-- BEGIN SELECTED TEXT --
Well, the intro of SaGa 1 talks about the tower, and how there's supposedly paradise at the top of the tower. Yet, somehow, you reach paradise on 3F, even though I believe the tower has 24 floors.

The paradise on 3F is one of the game's minor worlds. These worlds are definitely not developed much. Here are some of the others (spoilers ahead, plus one of them might need a content warning):
* There's a world of water that you can walk around in. At the north end, there's statues. Checking them will give you X-Potions, but after the 3rd, checking again gives you an encounter.
* There's a minor world of clouds with air currents and treasure. This world can be a pain to navigate, but there are some items here (though nothing you can't buy).
* 13F has a dry world with octopi who are complaining about the lack of water. On 14F, there's a flooded world with people in it, who are accusing someone of throwing garbage down the whole. If you step on the whirlpool square, you take the garbage out of the whole, then fall down to the 13F world, only it's filled with water and raining (good for those octopi). Go back up to 14F, and now this world is dry, and a small castle with a bit of treasure is now accessible.
-- END SELECTED TEXT --
-- BEGIN DATA SECTION --
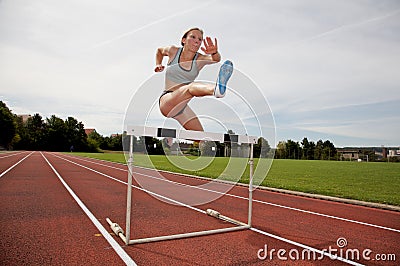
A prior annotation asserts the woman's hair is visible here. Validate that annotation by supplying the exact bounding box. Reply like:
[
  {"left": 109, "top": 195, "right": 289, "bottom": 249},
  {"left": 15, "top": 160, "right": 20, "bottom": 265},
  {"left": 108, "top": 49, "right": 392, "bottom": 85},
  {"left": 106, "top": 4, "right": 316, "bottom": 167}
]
[{"left": 181, "top": 28, "right": 203, "bottom": 46}]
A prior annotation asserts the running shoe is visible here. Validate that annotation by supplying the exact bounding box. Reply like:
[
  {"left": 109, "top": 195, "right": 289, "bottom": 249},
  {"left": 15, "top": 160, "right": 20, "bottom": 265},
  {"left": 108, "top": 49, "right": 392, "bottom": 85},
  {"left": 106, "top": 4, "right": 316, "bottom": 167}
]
[{"left": 214, "top": 60, "right": 233, "bottom": 98}]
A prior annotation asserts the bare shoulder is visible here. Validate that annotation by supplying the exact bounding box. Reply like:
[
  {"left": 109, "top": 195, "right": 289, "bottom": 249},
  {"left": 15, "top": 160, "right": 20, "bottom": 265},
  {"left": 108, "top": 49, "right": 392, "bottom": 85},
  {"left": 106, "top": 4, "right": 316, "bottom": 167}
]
[{"left": 197, "top": 53, "right": 217, "bottom": 69}]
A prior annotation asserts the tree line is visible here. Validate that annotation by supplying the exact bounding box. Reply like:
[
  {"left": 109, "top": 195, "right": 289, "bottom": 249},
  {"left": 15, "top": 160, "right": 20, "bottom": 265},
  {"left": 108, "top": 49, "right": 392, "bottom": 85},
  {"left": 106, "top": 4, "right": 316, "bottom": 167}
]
[
  {"left": 0, "top": 101, "right": 122, "bottom": 152},
  {"left": 0, "top": 101, "right": 362, "bottom": 161}
]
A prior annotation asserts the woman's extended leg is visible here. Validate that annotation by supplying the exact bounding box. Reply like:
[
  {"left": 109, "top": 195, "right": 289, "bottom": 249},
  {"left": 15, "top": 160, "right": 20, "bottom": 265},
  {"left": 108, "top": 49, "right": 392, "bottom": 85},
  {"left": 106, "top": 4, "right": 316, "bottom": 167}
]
[{"left": 160, "top": 82, "right": 215, "bottom": 117}]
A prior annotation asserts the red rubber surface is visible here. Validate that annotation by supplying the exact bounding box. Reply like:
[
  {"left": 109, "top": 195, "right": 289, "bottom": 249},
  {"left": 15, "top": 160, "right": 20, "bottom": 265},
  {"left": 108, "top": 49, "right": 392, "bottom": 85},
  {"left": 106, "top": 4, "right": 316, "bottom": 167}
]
[{"left": 0, "top": 152, "right": 400, "bottom": 265}]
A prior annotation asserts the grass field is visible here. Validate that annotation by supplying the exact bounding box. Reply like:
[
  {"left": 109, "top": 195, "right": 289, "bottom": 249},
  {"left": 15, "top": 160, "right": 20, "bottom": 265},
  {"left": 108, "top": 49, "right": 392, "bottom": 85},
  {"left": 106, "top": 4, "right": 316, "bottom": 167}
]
[{"left": 74, "top": 153, "right": 400, "bottom": 206}]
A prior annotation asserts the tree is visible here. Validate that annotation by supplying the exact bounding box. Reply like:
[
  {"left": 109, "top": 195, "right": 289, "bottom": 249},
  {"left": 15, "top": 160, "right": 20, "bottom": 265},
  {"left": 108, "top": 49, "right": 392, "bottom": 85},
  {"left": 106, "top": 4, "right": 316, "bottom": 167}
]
[
  {"left": 253, "top": 137, "right": 271, "bottom": 158},
  {"left": 45, "top": 115, "right": 70, "bottom": 151},
  {"left": 286, "top": 139, "right": 301, "bottom": 159},
  {"left": 0, "top": 101, "right": 17, "bottom": 149},
  {"left": 301, "top": 138, "right": 315, "bottom": 160},
  {"left": 64, "top": 117, "right": 88, "bottom": 151}
]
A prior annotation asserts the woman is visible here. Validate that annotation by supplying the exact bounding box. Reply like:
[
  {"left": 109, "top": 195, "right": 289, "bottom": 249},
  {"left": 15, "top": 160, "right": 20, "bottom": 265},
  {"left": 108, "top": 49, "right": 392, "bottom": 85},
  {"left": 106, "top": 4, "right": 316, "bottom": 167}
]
[{"left": 154, "top": 28, "right": 233, "bottom": 131}]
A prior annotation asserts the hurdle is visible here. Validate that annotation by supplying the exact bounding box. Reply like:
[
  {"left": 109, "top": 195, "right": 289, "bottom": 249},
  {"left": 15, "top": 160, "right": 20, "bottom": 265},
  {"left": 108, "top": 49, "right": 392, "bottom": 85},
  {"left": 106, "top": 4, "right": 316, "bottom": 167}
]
[{"left": 106, "top": 126, "right": 258, "bottom": 245}]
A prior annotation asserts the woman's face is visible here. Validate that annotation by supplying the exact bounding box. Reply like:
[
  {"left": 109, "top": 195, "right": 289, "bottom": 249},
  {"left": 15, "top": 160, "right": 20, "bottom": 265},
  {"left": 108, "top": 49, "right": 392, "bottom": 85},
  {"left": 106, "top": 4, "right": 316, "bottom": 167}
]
[{"left": 182, "top": 30, "right": 203, "bottom": 52}]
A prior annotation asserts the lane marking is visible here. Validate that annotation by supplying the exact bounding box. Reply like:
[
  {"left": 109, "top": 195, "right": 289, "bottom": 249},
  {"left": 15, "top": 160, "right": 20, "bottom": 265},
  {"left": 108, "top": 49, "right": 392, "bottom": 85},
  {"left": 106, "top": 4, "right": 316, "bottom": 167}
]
[
  {"left": 53, "top": 154, "right": 362, "bottom": 265},
  {"left": 40, "top": 152, "right": 137, "bottom": 265},
  {"left": 60, "top": 156, "right": 400, "bottom": 233},
  {"left": 0, "top": 151, "right": 34, "bottom": 177}
]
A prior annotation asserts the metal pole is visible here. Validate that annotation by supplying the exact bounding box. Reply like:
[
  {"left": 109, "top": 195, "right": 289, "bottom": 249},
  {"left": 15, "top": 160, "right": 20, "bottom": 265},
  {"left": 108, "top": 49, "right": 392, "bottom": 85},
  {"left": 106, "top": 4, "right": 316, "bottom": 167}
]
[
  {"left": 247, "top": 143, "right": 254, "bottom": 227},
  {"left": 125, "top": 135, "right": 133, "bottom": 245}
]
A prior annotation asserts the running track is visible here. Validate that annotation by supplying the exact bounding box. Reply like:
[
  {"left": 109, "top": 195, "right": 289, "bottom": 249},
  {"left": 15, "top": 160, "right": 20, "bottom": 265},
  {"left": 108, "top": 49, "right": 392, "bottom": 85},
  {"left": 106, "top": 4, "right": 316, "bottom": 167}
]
[{"left": 0, "top": 152, "right": 400, "bottom": 265}]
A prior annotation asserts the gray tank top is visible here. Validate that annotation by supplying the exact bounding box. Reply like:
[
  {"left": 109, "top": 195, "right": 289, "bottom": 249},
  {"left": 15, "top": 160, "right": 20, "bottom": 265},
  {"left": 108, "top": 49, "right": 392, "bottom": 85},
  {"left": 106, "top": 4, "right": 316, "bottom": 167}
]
[{"left": 165, "top": 47, "right": 199, "bottom": 84}]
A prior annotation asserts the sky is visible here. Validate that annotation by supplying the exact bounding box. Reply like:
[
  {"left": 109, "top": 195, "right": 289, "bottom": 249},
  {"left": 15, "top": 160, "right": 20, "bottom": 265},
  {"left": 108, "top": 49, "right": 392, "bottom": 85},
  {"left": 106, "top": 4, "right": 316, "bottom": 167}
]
[{"left": 0, "top": 0, "right": 400, "bottom": 147}]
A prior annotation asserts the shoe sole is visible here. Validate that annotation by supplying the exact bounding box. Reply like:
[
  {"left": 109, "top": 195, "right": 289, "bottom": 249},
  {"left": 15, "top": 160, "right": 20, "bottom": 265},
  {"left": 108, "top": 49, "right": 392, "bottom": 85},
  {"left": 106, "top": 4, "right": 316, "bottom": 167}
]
[{"left": 214, "top": 60, "right": 233, "bottom": 98}]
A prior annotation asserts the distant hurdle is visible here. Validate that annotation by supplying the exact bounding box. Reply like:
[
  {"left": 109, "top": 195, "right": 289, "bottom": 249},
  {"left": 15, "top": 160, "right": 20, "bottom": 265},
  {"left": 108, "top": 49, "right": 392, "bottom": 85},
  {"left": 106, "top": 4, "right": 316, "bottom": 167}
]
[{"left": 106, "top": 126, "right": 258, "bottom": 245}]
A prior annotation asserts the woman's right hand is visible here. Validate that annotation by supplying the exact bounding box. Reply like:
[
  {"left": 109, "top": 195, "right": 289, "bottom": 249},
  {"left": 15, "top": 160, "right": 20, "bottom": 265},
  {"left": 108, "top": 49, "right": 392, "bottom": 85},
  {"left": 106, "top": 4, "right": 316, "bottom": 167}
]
[{"left": 154, "top": 65, "right": 165, "bottom": 72}]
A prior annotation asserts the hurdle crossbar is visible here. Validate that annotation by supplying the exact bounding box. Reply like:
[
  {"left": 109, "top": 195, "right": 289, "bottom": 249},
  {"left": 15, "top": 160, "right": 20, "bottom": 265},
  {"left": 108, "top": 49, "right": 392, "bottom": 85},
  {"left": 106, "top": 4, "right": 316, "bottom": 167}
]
[{"left": 106, "top": 126, "right": 258, "bottom": 245}]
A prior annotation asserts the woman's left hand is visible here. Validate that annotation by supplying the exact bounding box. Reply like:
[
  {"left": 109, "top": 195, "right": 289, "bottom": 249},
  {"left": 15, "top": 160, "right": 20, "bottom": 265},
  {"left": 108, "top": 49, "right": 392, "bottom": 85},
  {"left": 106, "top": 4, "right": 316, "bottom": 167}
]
[{"left": 201, "top": 37, "right": 218, "bottom": 55}]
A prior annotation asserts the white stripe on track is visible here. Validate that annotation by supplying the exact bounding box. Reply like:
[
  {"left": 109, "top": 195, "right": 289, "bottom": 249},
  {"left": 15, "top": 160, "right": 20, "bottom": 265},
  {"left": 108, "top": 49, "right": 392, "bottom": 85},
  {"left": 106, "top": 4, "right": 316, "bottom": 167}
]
[
  {"left": 53, "top": 154, "right": 363, "bottom": 265},
  {"left": 61, "top": 154, "right": 400, "bottom": 233},
  {"left": 40, "top": 153, "right": 137, "bottom": 265},
  {"left": 0, "top": 152, "right": 34, "bottom": 177}
]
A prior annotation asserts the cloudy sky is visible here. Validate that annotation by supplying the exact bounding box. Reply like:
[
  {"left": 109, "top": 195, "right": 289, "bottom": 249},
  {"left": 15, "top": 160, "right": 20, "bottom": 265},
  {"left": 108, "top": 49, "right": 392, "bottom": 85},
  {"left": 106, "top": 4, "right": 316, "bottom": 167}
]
[{"left": 0, "top": 0, "right": 400, "bottom": 147}]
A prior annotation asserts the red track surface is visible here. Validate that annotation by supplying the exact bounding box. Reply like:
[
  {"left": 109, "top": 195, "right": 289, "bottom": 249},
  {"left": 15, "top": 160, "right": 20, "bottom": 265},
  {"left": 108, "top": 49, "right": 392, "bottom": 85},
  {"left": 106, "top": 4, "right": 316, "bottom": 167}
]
[{"left": 0, "top": 152, "right": 400, "bottom": 265}]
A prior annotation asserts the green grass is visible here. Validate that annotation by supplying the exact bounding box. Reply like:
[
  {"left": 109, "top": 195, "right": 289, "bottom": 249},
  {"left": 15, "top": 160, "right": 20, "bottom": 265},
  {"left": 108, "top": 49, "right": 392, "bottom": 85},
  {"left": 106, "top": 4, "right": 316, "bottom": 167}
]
[{"left": 70, "top": 153, "right": 400, "bottom": 206}]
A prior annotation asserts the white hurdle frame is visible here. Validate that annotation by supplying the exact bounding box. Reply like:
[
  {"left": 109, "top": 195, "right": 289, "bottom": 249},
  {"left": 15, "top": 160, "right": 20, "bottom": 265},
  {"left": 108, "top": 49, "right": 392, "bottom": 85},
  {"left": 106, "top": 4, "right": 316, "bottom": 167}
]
[{"left": 106, "top": 126, "right": 257, "bottom": 245}]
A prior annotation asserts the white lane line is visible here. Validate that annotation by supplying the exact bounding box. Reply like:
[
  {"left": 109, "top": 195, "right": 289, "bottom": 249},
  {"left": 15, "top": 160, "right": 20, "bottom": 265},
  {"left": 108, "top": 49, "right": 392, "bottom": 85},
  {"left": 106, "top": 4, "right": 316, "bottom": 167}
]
[
  {"left": 53, "top": 154, "right": 362, "bottom": 265},
  {"left": 40, "top": 153, "right": 137, "bottom": 265},
  {"left": 0, "top": 152, "right": 34, "bottom": 177},
  {"left": 61, "top": 154, "right": 400, "bottom": 233}
]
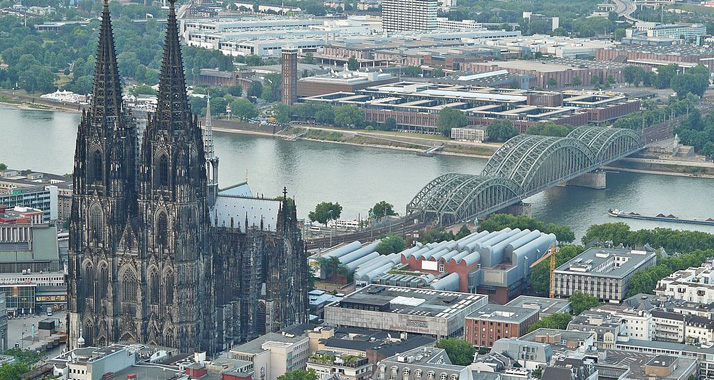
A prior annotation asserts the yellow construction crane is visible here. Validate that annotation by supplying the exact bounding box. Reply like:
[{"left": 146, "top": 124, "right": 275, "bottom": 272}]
[{"left": 530, "top": 243, "right": 556, "bottom": 298}]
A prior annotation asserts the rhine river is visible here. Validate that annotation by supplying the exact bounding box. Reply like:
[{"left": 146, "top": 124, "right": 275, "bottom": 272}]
[{"left": 5, "top": 106, "right": 714, "bottom": 237}]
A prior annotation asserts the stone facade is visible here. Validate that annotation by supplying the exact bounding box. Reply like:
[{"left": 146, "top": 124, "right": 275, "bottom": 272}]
[{"left": 68, "top": 1, "right": 308, "bottom": 352}]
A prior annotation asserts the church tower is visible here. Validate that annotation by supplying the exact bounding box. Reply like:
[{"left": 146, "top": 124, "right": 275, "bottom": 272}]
[
  {"left": 68, "top": 0, "right": 136, "bottom": 347},
  {"left": 134, "top": 0, "right": 213, "bottom": 352}
]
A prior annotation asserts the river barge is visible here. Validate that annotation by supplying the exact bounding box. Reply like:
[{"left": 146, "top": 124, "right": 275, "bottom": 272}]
[{"left": 607, "top": 209, "right": 714, "bottom": 226}]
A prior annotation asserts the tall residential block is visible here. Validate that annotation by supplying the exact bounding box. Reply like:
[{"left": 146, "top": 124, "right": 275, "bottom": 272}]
[
  {"left": 282, "top": 48, "right": 297, "bottom": 106},
  {"left": 382, "top": 0, "right": 439, "bottom": 33}
]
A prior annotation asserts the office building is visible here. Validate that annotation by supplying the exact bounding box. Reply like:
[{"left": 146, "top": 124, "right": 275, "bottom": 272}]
[
  {"left": 325, "top": 285, "right": 487, "bottom": 338},
  {"left": 568, "top": 311, "right": 627, "bottom": 349},
  {"left": 382, "top": 0, "right": 439, "bottom": 33},
  {"left": 372, "top": 347, "right": 472, "bottom": 380},
  {"left": 307, "top": 351, "right": 372, "bottom": 380},
  {"left": 228, "top": 332, "right": 310, "bottom": 380},
  {"left": 281, "top": 48, "right": 298, "bottom": 106},
  {"left": 0, "top": 169, "right": 72, "bottom": 222},
  {"left": 0, "top": 292, "right": 8, "bottom": 353},
  {"left": 464, "top": 304, "right": 538, "bottom": 347},
  {"left": 655, "top": 259, "right": 714, "bottom": 304},
  {"left": 555, "top": 247, "right": 657, "bottom": 302},
  {"left": 506, "top": 296, "right": 573, "bottom": 318}
]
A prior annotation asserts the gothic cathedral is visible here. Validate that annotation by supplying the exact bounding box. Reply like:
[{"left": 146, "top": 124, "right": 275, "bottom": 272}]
[{"left": 68, "top": 0, "right": 308, "bottom": 352}]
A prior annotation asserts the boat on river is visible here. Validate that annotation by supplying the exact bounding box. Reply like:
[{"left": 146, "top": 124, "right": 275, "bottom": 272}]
[{"left": 607, "top": 209, "right": 714, "bottom": 226}]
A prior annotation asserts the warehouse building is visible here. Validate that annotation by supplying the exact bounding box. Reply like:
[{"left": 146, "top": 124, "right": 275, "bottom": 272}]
[
  {"left": 555, "top": 248, "right": 657, "bottom": 302},
  {"left": 325, "top": 285, "right": 488, "bottom": 339}
]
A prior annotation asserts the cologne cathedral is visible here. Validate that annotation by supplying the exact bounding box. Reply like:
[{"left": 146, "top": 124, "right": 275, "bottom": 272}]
[{"left": 68, "top": 0, "right": 308, "bottom": 353}]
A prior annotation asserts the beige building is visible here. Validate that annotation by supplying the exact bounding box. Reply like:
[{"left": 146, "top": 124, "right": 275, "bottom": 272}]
[
  {"left": 228, "top": 332, "right": 310, "bottom": 380},
  {"left": 307, "top": 351, "right": 372, "bottom": 380}
]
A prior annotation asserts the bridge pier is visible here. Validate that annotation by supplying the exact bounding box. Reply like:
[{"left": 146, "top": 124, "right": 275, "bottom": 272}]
[
  {"left": 498, "top": 202, "right": 531, "bottom": 216},
  {"left": 565, "top": 170, "right": 607, "bottom": 190}
]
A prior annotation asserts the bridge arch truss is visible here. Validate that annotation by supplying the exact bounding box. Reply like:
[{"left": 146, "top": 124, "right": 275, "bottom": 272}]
[{"left": 407, "top": 127, "right": 643, "bottom": 223}]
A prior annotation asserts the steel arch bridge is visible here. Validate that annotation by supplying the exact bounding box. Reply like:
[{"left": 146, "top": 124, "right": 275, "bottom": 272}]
[{"left": 407, "top": 127, "right": 644, "bottom": 224}]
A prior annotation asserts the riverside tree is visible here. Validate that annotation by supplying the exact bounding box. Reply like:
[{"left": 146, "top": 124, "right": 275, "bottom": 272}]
[
  {"left": 436, "top": 107, "right": 469, "bottom": 137},
  {"left": 308, "top": 202, "right": 342, "bottom": 224}
]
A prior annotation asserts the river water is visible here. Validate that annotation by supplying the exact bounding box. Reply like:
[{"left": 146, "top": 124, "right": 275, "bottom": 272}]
[{"left": 0, "top": 106, "right": 714, "bottom": 236}]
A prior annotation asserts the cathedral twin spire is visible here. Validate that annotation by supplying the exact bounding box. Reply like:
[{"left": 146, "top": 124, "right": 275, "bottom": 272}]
[{"left": 89, "top": 0, "right": 122, "bottom": 127}]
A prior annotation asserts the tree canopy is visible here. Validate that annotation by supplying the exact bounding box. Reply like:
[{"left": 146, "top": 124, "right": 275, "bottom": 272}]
[
  {"left": 369, "top": 201, "right": 397, "bottom": 220},
  {"left": 377, "top": 234, "right": 407, "bottom": 255},
  {"left": 278, "top": 369, "right": 317, "bottom": 380},
  {"left": 528, "top": 313, "right": 573, "bottom": 332},
  {"left": 436, "top": 338, "right": 476, "bottom": 366},
  {"left": 308, "top": 202, "right": 342, "bottom": 224},
  {"left": 528, "top": 245, "right": 585, "bottom": 296},
  {"left": 486, "top": 120, "right": 518, "bottom": 141},
  {"left": 436, "top": 107, "right": 469, "bottom": 136}
]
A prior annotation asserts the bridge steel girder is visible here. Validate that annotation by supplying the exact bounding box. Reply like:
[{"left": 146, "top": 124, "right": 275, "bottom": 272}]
[
  {"left": 407, "top": 173, "right": 522, "bottom": 223},
  {"left": 407, "top": 127, "right": 644, "bottom": 223}
]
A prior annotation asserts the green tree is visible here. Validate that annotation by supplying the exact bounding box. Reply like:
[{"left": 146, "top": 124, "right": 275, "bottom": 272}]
[
  {"left": 436, "top": 107, "right": 469, "bottom": 136},
  {"left": 486, "top": 120, "right": 518, "bottom": 141},
  {"left": 384, "top": 117, "right": 397, "bottom": 131},
  {"left": 436, "top": 338, "right": 476, "bottom": 366},
  {"left": 308, "top": 202, "right": 342, "bottom": 224},
  {"left": 347, "top": 56, "right": 359, "bottom": 71},
  {"left": 226, "top": 85, "right": 243, "bottom": 97},
  {"left": 454, "top": 224, "right": 471, "bottom": 240},
  {"left": 377, "top": 234, "right": 407, "bottom": 255},
  {"left": 273, "top": 103, "right": 290, "bottom": 124},
  {"left": 261, "top": 73, "right": 282, "bottom": 102},
  {"left": 335, "top": 105, "right": 364, "bottom": 128},
  {"left": 229, "top": 98, "right": 258, "bottom": 120},
  {"left": 277, "top": 369, "right": 317, "bottom": 380},
  {"left": 528, "top": 245, "right": 585, "bottom": 296},
  {"left": 246, "top": 82, "right": 263, "bottom": 98},
  {"left": 369, "top": 201, "right": 397, "bottom": 220},
  {"left": 528, "top": 313, "right": 573, "bottom": 332},
  {"left": 569, "top": 291, "right": 600, "bottom": 315}
]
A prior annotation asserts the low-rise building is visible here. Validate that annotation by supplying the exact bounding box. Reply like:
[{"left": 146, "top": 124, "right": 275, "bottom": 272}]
[
  {"left": 228, "top": 332, "right": 310, "bottom": 380},
  {"left": 307, "top": 351, "right": 372, "bottom": 380},
  {"left": 0, "top": 169, "right": 72, "bottom": 222},
  {"left": 464, "top": 304, "right": 538, "bottom": 347},
  {"left": 651, "top": 310, "right": 687, "bottom": 343},
  {"left": 506, "top": 295, "right": 573, "bottom": 318},
  {"left": 568, "top": 311, "right": 627, "bottom": 349},
  {"left": 491, "top": 338, "right": 553, "bottom": 370},
  {"left": 325, "top": 285, "right": 487, "bottom": 338},
  {"left": 555, "top": 248, "right": 657, "bottom": 302},
  {"left": 0, "top": 293, "right": 8, "bottom": 353},
  {"left": 592, "top": 302, "right": 655, "bottom": 340},
  {"left": 372, "top": 347, "right": 472, "bottom": 380},
  {"left": 655, "top": 259, "right": 714, "bottom": 304}
]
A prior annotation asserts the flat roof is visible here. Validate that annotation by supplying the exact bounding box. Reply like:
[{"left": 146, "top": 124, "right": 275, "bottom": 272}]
-- END DATA SECTION --
### SET TASK
Please reproduce the SaGa 1 text word for word, from "Well, the intro" up to and including "you can't buy).".

### ANSWER BELOW
Well, the intro of SaGa 1 talks about the tower, and how there's supposedly paradise at the top of the tower. Yet, somehow, you reach paradise on 3F, even though I believe the tower has 24 floors.

The paradise on 3F is one of the game's minor worlds. These worlds are definitely not developed much. Here are some of the others (spoilers ahead, plus one of them might need a content warning):
* There's a world of water that you can walk around in. At the north end, there's statues. Checking them will give you X-Potions, but after the 3rd, checking again gives you an encounter.
* There's a minor world of clouds with air currents and treasure. This world can be a pain to navigate, but there are some items here (though nothing you can't buy).